STUDY TEXT Start Marker

Three-dimensional stereotactic surface projection (3D-SSP) analyses have been widely used in dementia imaging studies. However, 3D-SSP sometimes shows paradoxical results on amyloid positron emission tomography (PET) analyses. This is thought to be caused by errors in anatomical standardization (AS) based on an 18F-fluorodeoxyglucose (FDG) template. We developed a new method of 3D-SSP analysis for amyloid PET imaging, and used it to analyze 11C-labeled 2-(2-[2-dimethylaminothiazol-5-yl]ethenyl)-6-(2-[fluoro]ethoxy)benzoxazole (BF-227) PET images of subjects with mild cognitive impairment (MCI) and Alzheimer’s disease (AD).

STUDY TEXT End Marker
GIVEN ENTRIES Start Marker

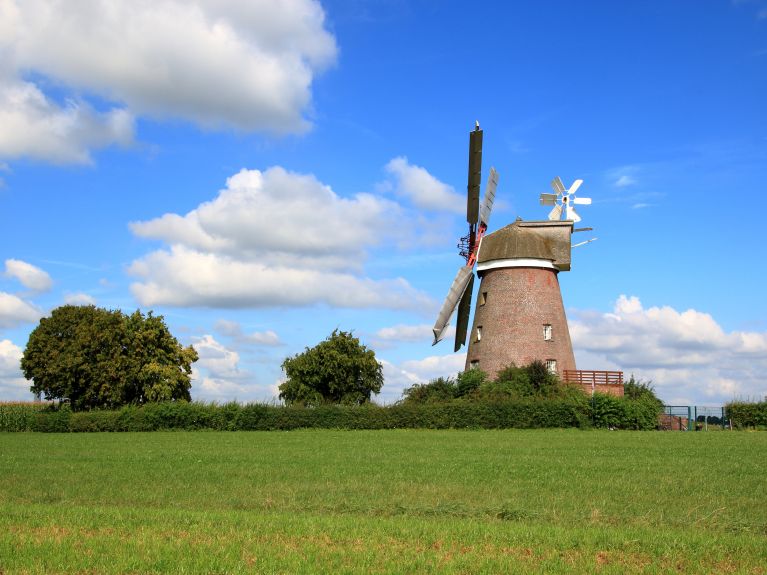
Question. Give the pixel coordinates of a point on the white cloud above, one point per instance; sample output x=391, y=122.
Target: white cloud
x=402, y=332
x=271, y=238
x=623, y=176
x=15, y=311
x=215, y=358
x=234, y=330
x=246, y=65
x=398, y=377
x=624, y=181
x=37, y=127
x=687, y=355
x=423, y=189
x=281, y=217
x=13, y=386
x=31, y=277
x=217, y=374
x=436, y=366
x=79, y=299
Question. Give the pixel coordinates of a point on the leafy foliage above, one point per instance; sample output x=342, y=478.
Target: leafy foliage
x=747, y=414
x=532, y=412
x=469, y=381
x=638, y=389
x=93, y=357
x=337, y=370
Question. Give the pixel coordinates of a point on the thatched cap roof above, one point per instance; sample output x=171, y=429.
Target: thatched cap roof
x=546, y=240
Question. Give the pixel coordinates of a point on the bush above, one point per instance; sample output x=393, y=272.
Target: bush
x=747, y=414
x=437, y=390
x=19, y=416
x=574, y=410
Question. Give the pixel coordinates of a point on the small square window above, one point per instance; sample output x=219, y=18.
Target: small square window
x=551, y=365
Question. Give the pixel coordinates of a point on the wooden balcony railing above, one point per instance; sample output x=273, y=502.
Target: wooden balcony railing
x=589, y=377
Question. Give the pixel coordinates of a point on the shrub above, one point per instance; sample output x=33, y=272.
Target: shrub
x=747, y=414
x=19, y=415
x=437, y=390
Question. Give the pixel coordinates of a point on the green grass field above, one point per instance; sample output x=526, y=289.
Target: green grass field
x=538, y=501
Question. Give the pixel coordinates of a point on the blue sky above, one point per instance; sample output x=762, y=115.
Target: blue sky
x=262, y=173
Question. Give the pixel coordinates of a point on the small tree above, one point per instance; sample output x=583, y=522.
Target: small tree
x=95, y=357
x=337, y=370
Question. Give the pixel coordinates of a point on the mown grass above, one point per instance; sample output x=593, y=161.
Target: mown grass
x=548, y=501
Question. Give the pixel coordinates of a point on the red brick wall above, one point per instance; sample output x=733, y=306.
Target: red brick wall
x=519, y=302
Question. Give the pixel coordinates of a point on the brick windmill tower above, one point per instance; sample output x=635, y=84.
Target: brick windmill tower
x=520, y=316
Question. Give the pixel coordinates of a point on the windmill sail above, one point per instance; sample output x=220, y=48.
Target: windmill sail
x=454, y=295
x=464, y=310
x=489, y=198
x=475, y=175
x=572, y=215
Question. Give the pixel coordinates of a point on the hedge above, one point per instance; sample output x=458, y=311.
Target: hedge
x=581, y=412
x=743, y=414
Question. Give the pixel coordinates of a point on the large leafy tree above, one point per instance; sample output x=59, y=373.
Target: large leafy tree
x=94, y=357
x=337, y=370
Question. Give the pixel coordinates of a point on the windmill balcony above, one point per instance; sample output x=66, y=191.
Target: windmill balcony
x=590, y=381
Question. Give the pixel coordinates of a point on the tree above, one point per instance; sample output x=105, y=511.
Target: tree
x=337, y=370
x=93, y=357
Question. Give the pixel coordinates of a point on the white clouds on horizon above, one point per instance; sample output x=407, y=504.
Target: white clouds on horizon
x=30, y=276
x=424, y=190
x=233, y=329
x=247, y=66
x=15, y=311
x=687, y=355
x=270, y=239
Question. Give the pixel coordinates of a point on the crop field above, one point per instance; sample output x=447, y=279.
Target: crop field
x=538, y=501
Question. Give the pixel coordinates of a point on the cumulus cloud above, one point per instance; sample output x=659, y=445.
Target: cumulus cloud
x=234, y=330
x=271, y=238
x=79, y=299
x=423, y=189
x=217, y=374
x=623, y=176
x=246, y=65
x=13, y=386
x=31, y=277
x=398, y=377
x=686, y=354
x=403, y=333
x=15, y=311
x=35, y=126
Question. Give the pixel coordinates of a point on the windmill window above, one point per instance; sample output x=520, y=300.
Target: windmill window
x=551, y=365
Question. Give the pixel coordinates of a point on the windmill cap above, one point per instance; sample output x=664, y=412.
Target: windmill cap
x=540, y=240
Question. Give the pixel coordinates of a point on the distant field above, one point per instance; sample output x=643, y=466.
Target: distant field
x=547, y=501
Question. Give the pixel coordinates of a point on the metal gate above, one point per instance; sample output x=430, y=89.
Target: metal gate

GIVEN ENTRIES End Marker

#### TASK SET
a - Rewrite the part of the amyloid PET passage between "Three-dimensional stereotactic surface" and "Alzheimer’s disease (AD).", inclusive, replacing "paradoxical" with "unexpected".
b - Carry the amyloid PET passage forward from its last sentence.
These records come from a separate source.

#### OUTPUTS IN ORDER
a -
Three-dimensional stereotactic surface projection (3D-SSP) analyses have been widely used in dementia imaging studies. However, 3D-SSP sometimes shows unexpected results on amyloid positron emission tomography (PET) analyses. This is thought to be caused by errors in anatomical standardization (AS) based on an 18F-fluorodeoxyglucose (FDG) template. We developed a new method of 3D-SSP analysis for amyloid PET imaging, and used it to analyze 11C-labeled 2-(2-[2-dimethylaminothiazol-5-yl]ethenyl)-6-(2-[fluoro]ethoxy)benzoxazole (BF-227) PET images of subjects with mild cognitive impairment (MCI) and Alzheimer’s disease (AD).

b -
Methods

The subjects were 20 with MCI, 19 patients with AD, and 17 healthy controls. Twelve subjects with MCI were followed up for 3 years or more, and conversion to AD was seen in 6 cases. All subjects underwent PET with both FDG and BF-227. For AS and 3D-SSP analyses of PET data, Neurostat (University of Washington, WA, USA) was used. Method 1 involves AS for BF-227 images using an FDG template. In this study, we developed a new method (Method 2) for AS: First, an FDG image was subjected to AS using an FDG template. Then, the BF-227 image of the same patient was registered to the FDG image, and AS was performed using the transformation parameters calculated for AS of the corresponding FDG images. Regional values were normalized by the average value obtained at the cerebellum and values were calculated for the frontal, parietal, temporal, and occipital lobes. For statistical comparison of the 3 groups, we applied one-way analysis of variance followed by the Bonferroni post hoc test. For statistical comparison between converters and non-converters, the t test was applied. Statistical significance was defined as p < 0.05.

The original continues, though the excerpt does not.